*** EXCERPT TO READ ***

6.         During the years in issue, the Appellant operated a business as a clairvoyant and naturopath, and for the sale of natural products, as a sole proprietor.

 

7.         During these years, the Appellant did not prepare any sale invoices for her business and kept no books of account.

 

8.         The lack of adequate records prompted the Minister to conduct an audit using the net worth method. The result is attached to this reply as Schedule "A" and it shows a significant discrepancy in relation to the income reported on the Appellant's income tax returns for the years in issue.

 

9.         During the years in issue, the Appellant played "video poker" on an almost daily basis, necessitating the withdrawal of large sums of money from her bank accounts and on her credit cards.

 

10.       A number of unexplained deposits were discovered during the analysis of the Appellant's bank account and credit card records.

 

11.       When filing her returns for the years in issue, the Appellant reported total incomes of $8,141, $6,623 and $7,454, respectively, for the 1999, 2000 and 2001 taxation years.

*** End of EXCERPT TO READ ***
*** DATA FOR REVIEW ***

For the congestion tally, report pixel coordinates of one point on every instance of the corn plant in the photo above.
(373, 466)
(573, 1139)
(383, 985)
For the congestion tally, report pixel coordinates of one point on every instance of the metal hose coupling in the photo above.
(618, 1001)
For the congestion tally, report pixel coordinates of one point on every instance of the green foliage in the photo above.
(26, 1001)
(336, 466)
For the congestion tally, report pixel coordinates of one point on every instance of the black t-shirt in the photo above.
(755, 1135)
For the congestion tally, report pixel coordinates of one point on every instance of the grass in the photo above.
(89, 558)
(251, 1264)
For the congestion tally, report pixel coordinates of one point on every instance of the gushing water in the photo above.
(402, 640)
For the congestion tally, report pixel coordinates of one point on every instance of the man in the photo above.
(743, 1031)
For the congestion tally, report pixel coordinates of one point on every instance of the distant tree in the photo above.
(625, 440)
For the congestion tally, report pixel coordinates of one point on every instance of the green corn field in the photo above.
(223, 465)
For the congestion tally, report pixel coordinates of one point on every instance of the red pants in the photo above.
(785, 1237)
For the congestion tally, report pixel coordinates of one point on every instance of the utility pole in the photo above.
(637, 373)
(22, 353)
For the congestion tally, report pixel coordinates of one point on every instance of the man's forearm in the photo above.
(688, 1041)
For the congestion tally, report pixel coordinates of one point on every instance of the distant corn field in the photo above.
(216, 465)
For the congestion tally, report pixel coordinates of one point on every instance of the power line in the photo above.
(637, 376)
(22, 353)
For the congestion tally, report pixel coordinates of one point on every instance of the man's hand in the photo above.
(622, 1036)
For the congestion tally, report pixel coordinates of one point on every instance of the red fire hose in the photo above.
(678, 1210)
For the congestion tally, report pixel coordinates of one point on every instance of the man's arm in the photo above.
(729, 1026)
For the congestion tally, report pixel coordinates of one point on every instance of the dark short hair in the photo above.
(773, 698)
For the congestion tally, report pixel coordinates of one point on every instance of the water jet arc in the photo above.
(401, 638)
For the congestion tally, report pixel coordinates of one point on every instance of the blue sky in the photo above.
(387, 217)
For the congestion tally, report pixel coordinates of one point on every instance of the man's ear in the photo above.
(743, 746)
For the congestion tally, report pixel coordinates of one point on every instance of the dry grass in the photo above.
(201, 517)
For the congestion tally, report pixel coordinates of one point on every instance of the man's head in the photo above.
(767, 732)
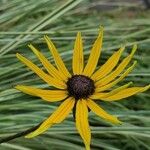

*** End of DATA FOR REVIEW ***

__EXERCISE SET__.
1/ In the tax appeal excerpt, what method did the Minister use to conduct the audit?
2/ Continue the tax appeal excerpt from the end of its last numbered paragraph.

__RESULTS OF THE TASKS__.
1/ The net worth method.

2/
12.       By notice of reassessments dated March 7, 2005, the Minister of National Revenue made the following changes in the Appellant's income for each of the years in issue:

 

 

1999

2000

2001

Total income reported

Previouly

$8,141

$6,623

$7,454

Add: Undeclared business income

established by net worth

$63,821

$104,664

$113,639

Subtotal:

 

$71,962

$111,287

$121,093

Subtract: Business expenses

allowed by reassessments:

 

 

 

Housing cost (additional

portion allowed)

($2,442)

($2,455)

($2,455)

Purchase of products

 

($8,463)

($31,256)

Business travel (training)

 

($200)

($400)

Subcontracting (housekeeping)

 

($1,351)

($3,825)

 

Revised total income:

‑‑‑‑‑‑‑‑‑‑‑

$69,520

‑‑‑‑‑‑‑‑‑‑‑

$98,818

‑‑‑‑‑‑‑‑‑‑‑

$83,157

 

 

 

 

Penalty under subsection 163(2) ITA

 

$6,201

$11,129

$10,944

 

Housing cost:

 

13.       When filing her income tax returns, the Appellant claimed a deduction for the costs of using her residence for business purposes in the amounts of $3,372.70 for the 1999 taxation year and $3,390.10 for each of 2000 and 2001, representing 29% of her total housing expenses.

 

14.       In the reassessments dated March 7, 2005, the Minister of National Revenue allowed an additional deduction in the amount of $2,442 for 1999 and $2,455 for each of 2000 and 2001 respectively, thereby increasing to 50% the proportionate use of the residence for business purposes.

 

Purchase of products:

 

15.       In the reassessments dated March 7, 2005, the Minister of National Revenue allowed a deduction in the amount of $8,463 for 2000 and $31,256 for 2001 on the basis of the invoices supplied by the Appellant and on the basis of the amounts indicated on her credit card statements.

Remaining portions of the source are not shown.